**Text block**
▬▬▬▬▬▬
HARRISBURG, Pa. — First it was a criminal case. Then it enveloped a university athletic program. Now the Penn State child sexual abuse scandal has infiltrated the realm of politics.

Attorney General Kathleen Kane, a Democrat, said she wanted to know why nearly three years elapsed before criminal charges were brought by Gov. Tom Corbett, a Republican, when he was attorney general.

Mr. Corbett rejects the suggestion of delays.

Pennsylvania's new attorney general is set to name a special prosecutor in the coming days to investigate Gov. Tom Corbett's handling of the case, specifically why nearly three years elapsed before criminal charges were brought.

Attorney General Kathleen Kane, a Democrat elected in November, confirmed her plans in an interview here. She suggested that when he was attorney general Mr. Corbett, a Republican, slow-walked the investigation of a longtime football coach at the center of the scandal while campaigning for governor.

Mr. Corbett, who was elected in 2010, has flatly rejected the suggestion that he delayed the case.
▬▬▬▬▬▬
(Dataset excerpts)
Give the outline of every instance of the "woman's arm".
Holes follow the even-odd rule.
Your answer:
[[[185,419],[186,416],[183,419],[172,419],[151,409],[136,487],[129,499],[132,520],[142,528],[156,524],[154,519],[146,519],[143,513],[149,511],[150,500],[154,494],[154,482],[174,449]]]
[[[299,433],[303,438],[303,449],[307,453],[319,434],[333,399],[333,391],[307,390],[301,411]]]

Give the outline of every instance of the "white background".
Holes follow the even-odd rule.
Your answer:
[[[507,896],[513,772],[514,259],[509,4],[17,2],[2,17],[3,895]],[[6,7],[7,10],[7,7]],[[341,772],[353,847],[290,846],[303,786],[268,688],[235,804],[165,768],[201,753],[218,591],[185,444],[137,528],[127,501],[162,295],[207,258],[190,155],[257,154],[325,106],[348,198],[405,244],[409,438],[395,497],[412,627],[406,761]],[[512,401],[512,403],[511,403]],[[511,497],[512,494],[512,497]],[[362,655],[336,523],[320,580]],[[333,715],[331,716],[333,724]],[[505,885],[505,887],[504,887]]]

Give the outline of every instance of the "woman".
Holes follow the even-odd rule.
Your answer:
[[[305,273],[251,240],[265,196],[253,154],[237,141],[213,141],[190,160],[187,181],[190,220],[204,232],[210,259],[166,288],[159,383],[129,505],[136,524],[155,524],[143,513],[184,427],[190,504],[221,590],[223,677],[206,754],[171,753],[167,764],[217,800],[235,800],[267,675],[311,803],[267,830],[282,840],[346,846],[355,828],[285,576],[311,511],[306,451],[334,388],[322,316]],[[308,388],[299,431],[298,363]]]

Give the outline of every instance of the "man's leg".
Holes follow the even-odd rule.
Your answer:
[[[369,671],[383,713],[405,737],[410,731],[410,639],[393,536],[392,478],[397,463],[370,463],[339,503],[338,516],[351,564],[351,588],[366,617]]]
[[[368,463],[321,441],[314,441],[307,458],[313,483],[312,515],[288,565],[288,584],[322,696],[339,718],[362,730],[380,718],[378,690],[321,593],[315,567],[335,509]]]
▬▬▬▬▬▬
**Problem set**
a) In the article on the Penn State scandal, what is Pennsylvania's new attorney general set to name in the coming days?
b) From the article on the Penn State scandal, extract the passage that begins with the words containing "Pennsylvania's new attorney" and ends with "delayed the case.".
c) Continue the article on the Penn State scandal from its last sentence.

**Responses for each task**
a) A special prosecutor to investigate Gov. Tom Corbett's handling of the case.

b)
Pennsylvania's new attorney general is set to name a special prosecutor in the coming days to investigate Gov. Tom Corbett's handling of the case, specifically why nearly three years elapsed before criminal charges were brought.

Attorney General Kathleen Kane, a Democrat elected in November, confirmed her plans in an interview here. She suggested that when he was attorney general Mr. Corbett, a Republican, slow-walked the investigation of a longtime football coach at the center of the scandal while campaigning for governor.

Mr. Corbett, who was elected in 2010, has flatly rejected the suggestion that he delayed the case.

c)
But polls show that a majority of Pennsylvania voters are critical of his handling of the investigation, and Ms. Kane's inquiry is likely to cast a shadow over his bid for a second term in 2014.

Ms. Kane was elected by the largest margin of any candidate on the state ballot last November — even President Obama — and said she had no interest in challenging Mr. Corbett for governor in two years. But other members of her party acknowledged that there is a risk if her investigation becomes seen as a vendetta.

"Clearly, this is a very delicate issue on the political side," said Jay Costa, the Democratic minority leader in the State Senate. "If she creates an atmosphere that this is a witch hunt or whatever and she has already reached a conclusion, that's not good."

Mr. Corbett, 63, recently returned to the Penn State matter, an unhealed wound for many Pennsylvanians even after the conviction last year of the former coach, Jerry Sandusky, for molesting eight boys. In early January, the governor brought a lawsuit to lift the stiff penalties imposed on Penn State by the National Collegiate Athletic Association as a result of the episode.

The suit seeks to rescind a $60 million fine, a four-year ban on postseason football games and the forfeit of 112 Penn State football victories over a dozen years. It was filed six months after Mr. Corbett called on Pennsylvanians to accept the punishment, and it was widely viewed as calculated to win support from the legions of alumni who bleed Penn State blue and white.

Many Pennsylvania newspaper editorial boards concluded that the action was transparently political.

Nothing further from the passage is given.